» Quoted text
[start]
By James R. Robinson and Stephen B. "Bo" Wilkins

In the space of not much more than ten years, the trusts and estates practice, particularly for high-net-worth clients, has undergone tremendous, even fundamental, change.  In that time, two of the major historical constants on long-term planning-the temporal limitations of the trust form as dictated by the Rule Against Perpetuities, and the inability of a trust settlor to avail him- or herself of spendthrift protection-have been undone in a growing number of jurisdictions.  These developments, combined with the diminishing (although still important) role of wealth transfer taxes and a shift in focus by the most forward-thinking families and family offices toward a long-term "endowment" model that regards taxes as one of many risks to be managed (and often not the most significant), have presented new challenges, and new opportunities, for planners.  With the removal of those two ancient limitations, we now find ourselves asked to create perpetual structures designed to sustain a family's wealth and legacy for generations.

This article examines these developments, and the effects we have seen on our own high-net-worth practices over the past several years.  In addition, we offer several observations both as to some of the practical issues involved in designing and implementing perpetual and self-settled trusts, and as to the possibility of leveraging wealth transfer through selected strategies, including GRATs, sales to defective grantor trusts, and life insurance.
[end]
» Information shown
[start]
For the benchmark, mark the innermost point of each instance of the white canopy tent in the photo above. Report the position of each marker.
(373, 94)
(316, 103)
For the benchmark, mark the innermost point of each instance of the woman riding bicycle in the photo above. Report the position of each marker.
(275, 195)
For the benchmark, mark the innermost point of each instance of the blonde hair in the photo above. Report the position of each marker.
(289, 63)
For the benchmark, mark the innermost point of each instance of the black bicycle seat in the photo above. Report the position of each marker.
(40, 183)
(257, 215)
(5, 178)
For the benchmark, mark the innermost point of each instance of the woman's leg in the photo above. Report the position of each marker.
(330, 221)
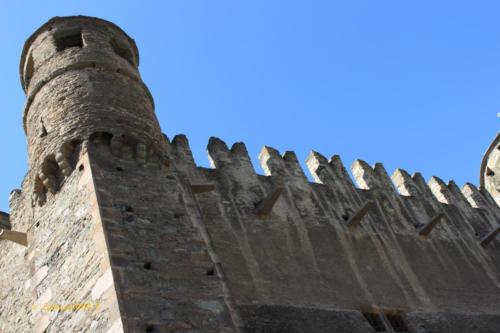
[end]
» Problem
Pick up the article on perpetual and self-settled trusts after its last sentence and continue it.

» Task answer
Introduction: The Family Endowment

In 2005, the Family Office Exchange (FOX) held its second "Thought Leaders Program," a multidisciplinary panel discussion designed to identify and explore the concerns and issues facing wealthy families.  The particular focus of the program was "understanding, measuring and managing uncertainty for families of significant wealth."1  The panel's conclusions, compiled as "Recasting the Central Role of the Family Office as Risk Manager," identified the changing role of the family office.  

In brief, the panel concluded that the role of the family office is undergoing a "fundamental shift," from investment or wealth management to risk management, and assuming the role of the family's principal risk management agent.  The panel identified four broad categories of risk: (1) business ownership and control; (2) wealth preservation and enhancement; (3) financial security and compliance; and (4) family continuity and governance.2  Each of these broad categories subsumes numerous examples of more specific risks, such as concentrated equity positions, personal health and wellness, and legal exposure.  The broader point is that the central role of the family office-and, by extension, of the family's financial, legal and other professional advisors-is increasingly becoming one of identifying, implementing and maintaining structures, mechanisms and processes that preserve family wealth through risk management.  

In one sense, there is nothing particularly new about this process.  At some point, an individual or a family may accumulate sufficient wealth that the foreseeable needs of the senior generation are met-assuming proper management of risk.  The focus turns from wealth accumulation to wealth preservation, not only for the current generation, but for succeeding generations as well.  

Certainly, more than just financial considerations inform, and are important to, this dynamic.  Shared values and goals, transmitted down the generations, may be the primary consideration for a number of families, and may be what the senior generation identifies as its legacy.  Our focus in this article, though, is what might be called the "financial family," that is, the family as an economic unit.  For the coherence of the financial family-and, indeed, for the sustainability of the other aspects of the family's legacy-a sustainable pool of wealth, or endowment-is of major importance, if not essential.  Indeed, the shift in focus from accumulation to preservation might best be characterized as a shift to "endowment thinking," to thinking of one's wealth as a patrimony that can be sustained over multiple generations and provide the family with a secure financial base without destroying the family's initiative or compromising its shared values.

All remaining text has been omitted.